We are also seeing optimism among active investment managers, as shown in the weekly National Association of Active Investment Managers (NAAIM) exposure survey. In fact, the four-week moving average of weekly exposure readings has moved above 100, which means these managers are fully invested with a tiny bit of leverage. Per the chart below, this is an extreme reading when looking back five years. But one would have to see evidence of this group reducing exposure as technical support levels break down on key equity benchmarks before acting on this optimism. If this group remains bullish amid a continued flow of positive headlines, an unwind of this growing enthusiasm could be delayed. The latest positive for stock market participants was the Fed announcing that it continues to expect interest rates to remain low for the next couple of years as they continue to buy Treasury bonds.
The latest positive for stock market participants was the Fed announcing that it continues to expect interest rates to remain low for the next couple of years as they buy Treasury bonds and hint that another stimulus is on the way. But will this be enough to overcome the latest uncertainties with respect to a new strain of the virus?

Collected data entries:
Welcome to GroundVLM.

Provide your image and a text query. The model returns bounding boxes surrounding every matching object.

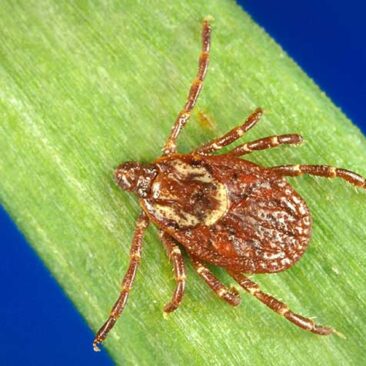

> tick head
[114,161,157,198]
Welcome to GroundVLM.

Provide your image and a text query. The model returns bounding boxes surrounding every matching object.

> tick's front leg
[93,213,149,351]
[194,108,263,155]
[163,19,211,155]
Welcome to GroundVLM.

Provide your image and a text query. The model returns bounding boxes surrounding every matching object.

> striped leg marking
[229,272,336,335]
[160,231,186,313]
[195,108,263,155]
[93,213,149,351]
[268,165,366,188]
[228,134,303,156]
[191,256,241,306]
[163,20,211,155]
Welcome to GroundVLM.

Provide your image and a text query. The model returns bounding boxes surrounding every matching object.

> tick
[93,20,366,351]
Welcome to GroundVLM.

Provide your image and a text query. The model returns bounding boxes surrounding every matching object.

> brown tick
[93,20,366,351]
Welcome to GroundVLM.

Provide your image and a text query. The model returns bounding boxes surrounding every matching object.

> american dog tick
[93,21,366,350]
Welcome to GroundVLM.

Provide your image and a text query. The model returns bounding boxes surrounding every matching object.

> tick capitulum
[93,20,366,351]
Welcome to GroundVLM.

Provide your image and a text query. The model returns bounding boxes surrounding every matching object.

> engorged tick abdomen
[141,155,311,273]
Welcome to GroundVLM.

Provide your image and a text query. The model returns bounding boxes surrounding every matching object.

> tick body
[93,20,366,351]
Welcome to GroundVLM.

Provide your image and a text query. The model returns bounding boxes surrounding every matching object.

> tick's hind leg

Prompt 1:
Answer these questions about the passage on investor optimism:
(a) What does it mean when the four-week moving average of weekly exposure readings moves above 100?
(b) Looking back over what span of time is this reading called extreme?
(c) What new uncertainty does the passage ask about in its final question?
Prompt 2:
Transcribe everything in the passage on investor optimism from "We are also" down to "buy Treasury bonds.".
None of the rows have any bearing on this work.

Response 1:
(a) These managers are fully invested with a tiny bit of leverage.
(b) Five years.
(c) A new strain of the virus.

Response 2:
We are also seeing optimism among active investment managers, as shown in the weekly National Association of Active Investment Managers (NAAIM) exposure survey. In fact, the four-week moving average of weekly exposure readings has moved above 100, which means these managers are fully invested with a tiny bit of leverage. Per the chart below, this is an extreme reading when looking back five years. But one would have to see evidence of this group reducing exposure as technical support levels break down on key equity benchmarks before acting on this optimism. If this group remains bullish amid a continued flow of positive headlines, an unwind of this growing enthusiasm could be delayed. The latest positive for stock market participants was the Fed announcing that it continues to expect interest rates to remain low for the next couple of years as they continue to buy Treasury bonds.